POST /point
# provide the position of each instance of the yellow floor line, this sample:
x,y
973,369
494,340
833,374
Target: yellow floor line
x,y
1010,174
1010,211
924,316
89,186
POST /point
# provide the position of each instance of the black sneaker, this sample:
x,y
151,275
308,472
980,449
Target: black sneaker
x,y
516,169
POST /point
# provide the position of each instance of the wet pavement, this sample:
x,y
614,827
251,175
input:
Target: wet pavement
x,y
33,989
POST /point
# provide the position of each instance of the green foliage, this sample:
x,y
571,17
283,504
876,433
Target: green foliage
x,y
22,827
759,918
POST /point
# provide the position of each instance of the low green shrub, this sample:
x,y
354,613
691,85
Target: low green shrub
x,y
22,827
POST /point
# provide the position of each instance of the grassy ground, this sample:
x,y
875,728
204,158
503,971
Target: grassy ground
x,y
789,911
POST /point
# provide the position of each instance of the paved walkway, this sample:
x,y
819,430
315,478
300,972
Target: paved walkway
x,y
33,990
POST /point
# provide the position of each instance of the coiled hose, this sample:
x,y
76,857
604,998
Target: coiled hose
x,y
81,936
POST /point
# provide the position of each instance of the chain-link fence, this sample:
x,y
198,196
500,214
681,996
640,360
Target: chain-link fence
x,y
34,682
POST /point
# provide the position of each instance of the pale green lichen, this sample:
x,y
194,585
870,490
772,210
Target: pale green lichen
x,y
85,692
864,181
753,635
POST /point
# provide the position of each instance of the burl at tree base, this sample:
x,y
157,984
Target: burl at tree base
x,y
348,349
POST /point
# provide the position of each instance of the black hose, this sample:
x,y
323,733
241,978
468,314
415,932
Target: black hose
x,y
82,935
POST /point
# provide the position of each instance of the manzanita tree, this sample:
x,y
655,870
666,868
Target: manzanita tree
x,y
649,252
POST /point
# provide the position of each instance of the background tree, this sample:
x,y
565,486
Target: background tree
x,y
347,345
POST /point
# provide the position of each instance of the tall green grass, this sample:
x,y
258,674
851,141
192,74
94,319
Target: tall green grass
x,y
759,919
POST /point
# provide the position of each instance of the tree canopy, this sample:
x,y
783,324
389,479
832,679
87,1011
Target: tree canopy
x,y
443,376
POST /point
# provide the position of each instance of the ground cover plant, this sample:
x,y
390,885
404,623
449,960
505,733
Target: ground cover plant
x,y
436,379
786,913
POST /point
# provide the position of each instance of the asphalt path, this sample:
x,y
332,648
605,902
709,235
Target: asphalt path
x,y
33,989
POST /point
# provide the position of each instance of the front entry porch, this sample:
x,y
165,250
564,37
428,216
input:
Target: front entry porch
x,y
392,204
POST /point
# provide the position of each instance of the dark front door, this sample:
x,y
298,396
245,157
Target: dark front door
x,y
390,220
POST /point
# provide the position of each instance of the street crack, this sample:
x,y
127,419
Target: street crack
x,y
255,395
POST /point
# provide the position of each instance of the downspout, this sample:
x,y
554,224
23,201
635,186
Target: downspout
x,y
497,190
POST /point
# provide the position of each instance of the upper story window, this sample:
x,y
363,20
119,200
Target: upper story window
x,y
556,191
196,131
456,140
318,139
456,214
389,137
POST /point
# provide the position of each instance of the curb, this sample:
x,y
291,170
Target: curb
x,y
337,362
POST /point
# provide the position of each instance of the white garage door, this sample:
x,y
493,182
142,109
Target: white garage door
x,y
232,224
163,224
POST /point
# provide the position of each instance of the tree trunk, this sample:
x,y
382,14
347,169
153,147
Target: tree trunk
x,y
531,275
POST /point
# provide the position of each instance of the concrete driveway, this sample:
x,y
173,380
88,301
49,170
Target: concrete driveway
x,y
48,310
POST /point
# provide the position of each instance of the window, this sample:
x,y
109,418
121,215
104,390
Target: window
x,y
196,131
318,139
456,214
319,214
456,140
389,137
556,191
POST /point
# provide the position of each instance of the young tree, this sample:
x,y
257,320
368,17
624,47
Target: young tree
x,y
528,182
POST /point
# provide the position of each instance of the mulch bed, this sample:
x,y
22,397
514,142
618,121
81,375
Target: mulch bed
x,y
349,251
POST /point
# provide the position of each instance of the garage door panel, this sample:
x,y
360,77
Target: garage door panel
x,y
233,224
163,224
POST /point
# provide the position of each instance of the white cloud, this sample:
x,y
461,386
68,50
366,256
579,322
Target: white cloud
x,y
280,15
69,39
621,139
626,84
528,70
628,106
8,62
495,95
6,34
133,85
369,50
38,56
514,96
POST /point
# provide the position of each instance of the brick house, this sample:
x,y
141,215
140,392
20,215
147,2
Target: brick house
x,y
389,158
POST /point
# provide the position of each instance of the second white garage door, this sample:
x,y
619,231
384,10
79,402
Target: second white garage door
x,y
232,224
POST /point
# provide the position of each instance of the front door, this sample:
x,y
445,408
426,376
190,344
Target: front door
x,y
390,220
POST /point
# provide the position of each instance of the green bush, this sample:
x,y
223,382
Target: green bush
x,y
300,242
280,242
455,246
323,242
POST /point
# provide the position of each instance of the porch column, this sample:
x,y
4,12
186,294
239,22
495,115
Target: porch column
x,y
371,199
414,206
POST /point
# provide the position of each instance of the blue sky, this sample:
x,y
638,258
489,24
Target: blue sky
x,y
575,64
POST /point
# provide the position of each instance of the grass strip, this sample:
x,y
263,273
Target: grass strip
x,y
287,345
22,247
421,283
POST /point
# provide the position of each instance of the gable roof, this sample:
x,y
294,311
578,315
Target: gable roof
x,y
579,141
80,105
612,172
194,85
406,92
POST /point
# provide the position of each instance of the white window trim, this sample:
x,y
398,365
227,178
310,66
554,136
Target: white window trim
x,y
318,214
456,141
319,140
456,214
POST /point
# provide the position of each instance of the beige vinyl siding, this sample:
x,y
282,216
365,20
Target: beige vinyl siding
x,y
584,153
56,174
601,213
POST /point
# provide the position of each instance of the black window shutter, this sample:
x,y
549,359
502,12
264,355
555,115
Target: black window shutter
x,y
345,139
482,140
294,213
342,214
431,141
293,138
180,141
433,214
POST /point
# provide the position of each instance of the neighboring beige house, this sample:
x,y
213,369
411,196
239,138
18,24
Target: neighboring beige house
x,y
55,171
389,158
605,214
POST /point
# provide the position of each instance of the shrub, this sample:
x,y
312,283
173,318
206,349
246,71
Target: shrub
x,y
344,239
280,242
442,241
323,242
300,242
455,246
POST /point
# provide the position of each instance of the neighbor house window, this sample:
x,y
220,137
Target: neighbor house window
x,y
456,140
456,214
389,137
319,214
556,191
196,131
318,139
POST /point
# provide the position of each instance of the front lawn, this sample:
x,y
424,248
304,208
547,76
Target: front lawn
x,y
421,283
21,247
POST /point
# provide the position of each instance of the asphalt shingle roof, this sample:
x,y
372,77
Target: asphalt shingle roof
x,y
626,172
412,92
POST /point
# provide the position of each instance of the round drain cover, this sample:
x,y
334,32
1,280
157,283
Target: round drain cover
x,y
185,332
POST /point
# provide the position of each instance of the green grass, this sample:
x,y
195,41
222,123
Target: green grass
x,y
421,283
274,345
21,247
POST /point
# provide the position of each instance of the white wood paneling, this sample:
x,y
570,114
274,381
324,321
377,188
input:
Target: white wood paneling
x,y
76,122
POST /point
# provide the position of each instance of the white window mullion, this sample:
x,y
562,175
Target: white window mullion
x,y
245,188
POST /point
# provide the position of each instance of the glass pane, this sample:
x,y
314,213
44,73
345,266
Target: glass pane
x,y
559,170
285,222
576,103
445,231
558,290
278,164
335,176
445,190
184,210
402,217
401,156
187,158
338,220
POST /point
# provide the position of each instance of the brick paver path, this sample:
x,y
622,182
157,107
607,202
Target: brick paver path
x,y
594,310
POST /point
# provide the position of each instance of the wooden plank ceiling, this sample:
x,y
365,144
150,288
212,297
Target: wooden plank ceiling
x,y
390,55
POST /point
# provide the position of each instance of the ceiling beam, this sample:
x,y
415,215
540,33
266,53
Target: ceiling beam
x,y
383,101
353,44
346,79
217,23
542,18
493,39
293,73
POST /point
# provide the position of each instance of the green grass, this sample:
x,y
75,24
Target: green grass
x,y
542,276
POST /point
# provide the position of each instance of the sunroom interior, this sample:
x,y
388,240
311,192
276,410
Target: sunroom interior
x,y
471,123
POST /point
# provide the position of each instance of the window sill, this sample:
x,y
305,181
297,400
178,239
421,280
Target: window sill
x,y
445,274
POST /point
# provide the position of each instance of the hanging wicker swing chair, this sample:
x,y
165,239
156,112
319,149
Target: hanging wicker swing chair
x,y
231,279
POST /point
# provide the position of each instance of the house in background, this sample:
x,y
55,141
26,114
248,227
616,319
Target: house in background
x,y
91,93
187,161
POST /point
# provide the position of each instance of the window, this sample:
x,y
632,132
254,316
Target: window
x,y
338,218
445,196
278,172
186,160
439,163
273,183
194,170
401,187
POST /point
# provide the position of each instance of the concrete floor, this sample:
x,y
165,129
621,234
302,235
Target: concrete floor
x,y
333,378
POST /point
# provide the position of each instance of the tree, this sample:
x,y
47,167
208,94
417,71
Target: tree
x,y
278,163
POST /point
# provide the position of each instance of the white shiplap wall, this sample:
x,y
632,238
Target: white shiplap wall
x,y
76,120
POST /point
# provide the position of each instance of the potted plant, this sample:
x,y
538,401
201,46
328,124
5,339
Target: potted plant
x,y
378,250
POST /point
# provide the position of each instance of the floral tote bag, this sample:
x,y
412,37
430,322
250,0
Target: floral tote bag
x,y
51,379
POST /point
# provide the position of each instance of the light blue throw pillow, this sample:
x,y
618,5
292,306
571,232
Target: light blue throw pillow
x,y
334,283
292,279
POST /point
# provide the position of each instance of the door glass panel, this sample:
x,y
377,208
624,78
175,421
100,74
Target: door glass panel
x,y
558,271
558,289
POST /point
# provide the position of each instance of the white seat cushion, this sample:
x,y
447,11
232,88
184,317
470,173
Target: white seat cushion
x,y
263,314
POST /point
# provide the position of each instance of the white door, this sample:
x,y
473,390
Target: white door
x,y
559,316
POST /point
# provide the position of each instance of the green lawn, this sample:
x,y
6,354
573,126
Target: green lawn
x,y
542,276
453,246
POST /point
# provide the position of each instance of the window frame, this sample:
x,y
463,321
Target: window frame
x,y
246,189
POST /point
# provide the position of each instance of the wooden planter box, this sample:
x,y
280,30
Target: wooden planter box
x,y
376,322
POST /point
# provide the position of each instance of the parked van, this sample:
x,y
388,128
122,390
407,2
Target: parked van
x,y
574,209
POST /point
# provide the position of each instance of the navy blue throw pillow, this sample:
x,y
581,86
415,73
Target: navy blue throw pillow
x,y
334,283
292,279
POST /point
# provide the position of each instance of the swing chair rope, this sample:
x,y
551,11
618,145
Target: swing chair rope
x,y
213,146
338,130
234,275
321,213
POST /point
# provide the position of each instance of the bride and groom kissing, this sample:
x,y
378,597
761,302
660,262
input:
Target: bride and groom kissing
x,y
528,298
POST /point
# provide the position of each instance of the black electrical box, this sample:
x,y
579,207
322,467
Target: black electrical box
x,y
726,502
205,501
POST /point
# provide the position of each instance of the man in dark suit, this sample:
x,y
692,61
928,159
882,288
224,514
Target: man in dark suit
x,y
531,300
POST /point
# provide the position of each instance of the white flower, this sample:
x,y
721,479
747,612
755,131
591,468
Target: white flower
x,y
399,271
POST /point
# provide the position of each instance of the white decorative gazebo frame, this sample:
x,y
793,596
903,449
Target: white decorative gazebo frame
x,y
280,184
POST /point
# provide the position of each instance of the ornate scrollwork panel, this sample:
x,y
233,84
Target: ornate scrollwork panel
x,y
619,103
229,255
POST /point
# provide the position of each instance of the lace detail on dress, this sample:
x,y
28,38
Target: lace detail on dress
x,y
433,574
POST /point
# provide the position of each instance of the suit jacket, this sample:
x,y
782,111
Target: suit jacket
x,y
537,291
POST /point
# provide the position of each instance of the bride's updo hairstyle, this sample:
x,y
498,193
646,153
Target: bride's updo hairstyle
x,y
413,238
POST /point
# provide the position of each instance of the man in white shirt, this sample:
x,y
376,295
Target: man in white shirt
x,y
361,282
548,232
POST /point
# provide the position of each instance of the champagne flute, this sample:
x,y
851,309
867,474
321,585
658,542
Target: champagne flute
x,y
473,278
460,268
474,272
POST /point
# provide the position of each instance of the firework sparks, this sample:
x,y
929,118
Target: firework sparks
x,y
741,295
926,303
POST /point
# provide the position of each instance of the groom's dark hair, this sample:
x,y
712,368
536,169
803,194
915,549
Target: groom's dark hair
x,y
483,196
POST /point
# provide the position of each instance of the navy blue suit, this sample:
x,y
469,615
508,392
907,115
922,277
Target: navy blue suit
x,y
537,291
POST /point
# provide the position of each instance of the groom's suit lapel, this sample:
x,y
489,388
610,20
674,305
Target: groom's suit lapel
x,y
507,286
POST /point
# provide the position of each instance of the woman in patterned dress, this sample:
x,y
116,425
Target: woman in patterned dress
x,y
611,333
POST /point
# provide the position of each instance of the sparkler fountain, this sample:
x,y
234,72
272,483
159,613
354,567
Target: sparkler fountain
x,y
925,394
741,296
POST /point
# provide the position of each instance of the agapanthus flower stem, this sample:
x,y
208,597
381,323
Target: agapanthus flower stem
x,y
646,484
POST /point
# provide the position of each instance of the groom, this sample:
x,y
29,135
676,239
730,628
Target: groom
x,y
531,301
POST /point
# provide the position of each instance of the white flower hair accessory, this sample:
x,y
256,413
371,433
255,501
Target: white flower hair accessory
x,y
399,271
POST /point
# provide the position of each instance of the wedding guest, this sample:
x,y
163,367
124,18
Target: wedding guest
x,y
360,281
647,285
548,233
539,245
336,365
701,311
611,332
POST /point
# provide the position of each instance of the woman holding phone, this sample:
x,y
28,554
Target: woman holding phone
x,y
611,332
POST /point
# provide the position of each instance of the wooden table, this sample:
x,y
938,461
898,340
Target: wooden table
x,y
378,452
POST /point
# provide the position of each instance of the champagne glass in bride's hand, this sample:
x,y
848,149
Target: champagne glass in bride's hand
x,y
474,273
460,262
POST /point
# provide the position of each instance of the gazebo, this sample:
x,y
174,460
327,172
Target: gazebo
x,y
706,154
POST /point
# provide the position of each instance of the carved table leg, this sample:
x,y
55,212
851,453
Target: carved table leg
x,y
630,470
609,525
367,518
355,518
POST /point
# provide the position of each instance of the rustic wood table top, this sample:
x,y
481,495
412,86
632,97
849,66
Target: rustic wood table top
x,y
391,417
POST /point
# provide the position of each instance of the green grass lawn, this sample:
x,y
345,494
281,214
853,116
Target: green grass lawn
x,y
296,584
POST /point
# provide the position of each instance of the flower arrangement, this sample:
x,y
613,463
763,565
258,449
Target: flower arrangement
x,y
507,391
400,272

= = = = =

* [Stated problem]: Pick out every line in the data above that contains the string "floral", and copy those lines. Match case.

* [Answer in full]:
# provide the position of each instance of the floral tote bag, this sample:
Target: floral tote bag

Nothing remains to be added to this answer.